■ **TASK INPUT**:
◇ ◇ ◇ ◇ ◇ ◇ ◇
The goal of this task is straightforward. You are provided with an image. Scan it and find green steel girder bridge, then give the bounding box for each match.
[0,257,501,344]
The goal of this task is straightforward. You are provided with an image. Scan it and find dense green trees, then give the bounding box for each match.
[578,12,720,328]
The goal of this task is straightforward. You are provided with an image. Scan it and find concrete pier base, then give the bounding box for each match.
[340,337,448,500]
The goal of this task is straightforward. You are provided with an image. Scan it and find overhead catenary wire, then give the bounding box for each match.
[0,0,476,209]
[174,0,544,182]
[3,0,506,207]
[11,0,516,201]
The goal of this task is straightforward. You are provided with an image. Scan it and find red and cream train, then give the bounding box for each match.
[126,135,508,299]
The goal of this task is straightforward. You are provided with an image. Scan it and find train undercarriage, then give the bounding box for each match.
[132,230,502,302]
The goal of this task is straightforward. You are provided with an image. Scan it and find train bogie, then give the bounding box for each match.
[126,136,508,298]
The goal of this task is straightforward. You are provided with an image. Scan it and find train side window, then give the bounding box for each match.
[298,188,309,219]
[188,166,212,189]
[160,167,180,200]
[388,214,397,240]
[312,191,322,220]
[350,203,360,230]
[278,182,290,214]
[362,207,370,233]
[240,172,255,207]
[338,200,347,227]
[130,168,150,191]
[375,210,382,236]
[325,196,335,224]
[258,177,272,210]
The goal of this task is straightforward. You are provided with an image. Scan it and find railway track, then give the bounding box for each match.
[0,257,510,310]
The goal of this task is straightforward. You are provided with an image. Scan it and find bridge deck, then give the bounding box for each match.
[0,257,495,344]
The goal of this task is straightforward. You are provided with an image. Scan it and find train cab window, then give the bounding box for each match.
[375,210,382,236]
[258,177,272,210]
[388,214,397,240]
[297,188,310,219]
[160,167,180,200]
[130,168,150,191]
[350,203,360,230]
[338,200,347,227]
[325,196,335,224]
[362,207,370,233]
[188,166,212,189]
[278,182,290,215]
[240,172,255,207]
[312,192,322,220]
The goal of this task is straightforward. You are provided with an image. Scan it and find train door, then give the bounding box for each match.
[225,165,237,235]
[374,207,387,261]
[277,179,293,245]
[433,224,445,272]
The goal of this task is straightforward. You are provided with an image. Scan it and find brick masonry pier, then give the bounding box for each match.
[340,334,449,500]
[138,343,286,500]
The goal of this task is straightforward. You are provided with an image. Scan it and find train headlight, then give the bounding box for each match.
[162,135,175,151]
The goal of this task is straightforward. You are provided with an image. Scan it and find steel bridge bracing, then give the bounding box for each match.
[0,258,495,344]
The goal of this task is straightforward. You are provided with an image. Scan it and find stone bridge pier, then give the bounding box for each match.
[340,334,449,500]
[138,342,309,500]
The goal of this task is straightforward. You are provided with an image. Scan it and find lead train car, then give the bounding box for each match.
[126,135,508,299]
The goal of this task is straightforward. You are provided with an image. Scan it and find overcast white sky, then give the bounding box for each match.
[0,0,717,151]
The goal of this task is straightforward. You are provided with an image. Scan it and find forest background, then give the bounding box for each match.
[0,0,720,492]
◇ ◇ ◇ ◇ ◇ ◇ ◇
■ **WHAT TO PRODUCE**: Rewrite all of the records above, replacing "Scan it" with "Examine it" wherever it occurs and changing nothing else.

■ **RESPONSE TO THE TASK**:
The goal of this task is straightforward. You are provided with an image. Examine it and find green steel girder bridge, then give the bounding box for each match.
[0,257,501,344]
The goal of this task is straightforward. You are provided with an image. Examine it and find dense green trees, then give the bounding box for each match.
[578,12,720,328]
The goal of this task is straightforward. You are provided with an image. Examine it and find concrete pier base, then give the bounding box for each match.
[340,337,448,500]
The goal of this task is straightforward. You are provided with an image. Examine it and find overhead catenary wire, then give the bounding box for each match.
[0,0,476,209]
[174,0,544,182]
[3,0,506,207]
[11,0,516,201]
The goal of this task is straightforward. You are provided with an image. Examine it and find red and cream train, then give the bounding box for each match.
[126,135,508,299]
The goal of this task is straightforward. You are provided with an image. Examine it and find train undercarriage, then give the bounding box for each match.
[132,230,502,302]
The goal of this task is straightforward. You are provided with an image. Examine it and find train bogie, then give the bounding box for each match.
[126,136,508,298]
The goal of this task is straightforward. You are provided with an image. Examine it and find train side window, then give the bounding box for each match.
[298,188,309,219]
[188,166,212,189]
[160,167,180,200]
[388,214,397,240]
[312,191,322,220]
[350,203,360,230]
[278,182,290,214]
[362,207,370,233]
[240,172,255,207]
[338,200,347,227]
[130,168,150,191]
[375,210,382,236]
[325,196,335,224]
[258,177,272,210]
The goal of this task is straightforward. You are provided with an image. Examine it and find railway track, then give the bounding box for each match.
[0,257,510,310]
The goal of this task is straightforward. You are provided with an image. Examine it and find bridge deck, then give the bounding box for each match.
[0,257,495,344]
The goal of this task is straightforward. You are provided with an image. Examine it and find train cab window, then give the bounding box for each match.
[375,210,382,236]
[258,177,272,210]
[388,214,397,240]
[297,188,310,219]
[160,167,180,200]
[130,168,150,191]
[350,203,360,230]
[338,200,347,227]
[325,196,335,224]
[362,207,370,233]
[188,166,212,189]
[278,182,290,215]
[240,172,255,207]
[312,192,322,220]
The goal of this task is straightforward. You are provided with an image. Examine it and find train door, then give the bounding box for each match.
[225,165,237,235]
[374,207,387,261]
[277,179,293,245]
[433,224,445,272]
The goal of this task is straightforward. You are provided with an image. Examine it and find brick masonry pier, then give the bounding box for each match.
[340,334,449,500]
[138,343,286,500]
The goal of this task is straightforward. You are provided with an image. Examine it and find train headlight, then give the bounding box for each match.
[162,135,175,151]
The goal of this task is straightforward. You are provided with an image. Examine it and find steel bridge bracing, then give the bounding box for each match.
[0,258,495,344]
The goal of this task is straightforward. You are provided with an image. Examine it and find stone bridge pier, then give the bounding box for each match.
[340,334,449,500]
[138,342,309,500]
The goal of this task is straightforward. You are provided with an image. Examine it and find lead train car, then give the bounding box for each match.
[126,135,508,299]
The goal of this task is straightforward. You are provided with an image. Examine it and find overcast white sky, then give the bounding box for each match.
[0,0,717,151]
The goal of this task is straightforward. You are provided with an image. Examine it and find forest background, then give the bounding box for each match.
[0,0,720,492]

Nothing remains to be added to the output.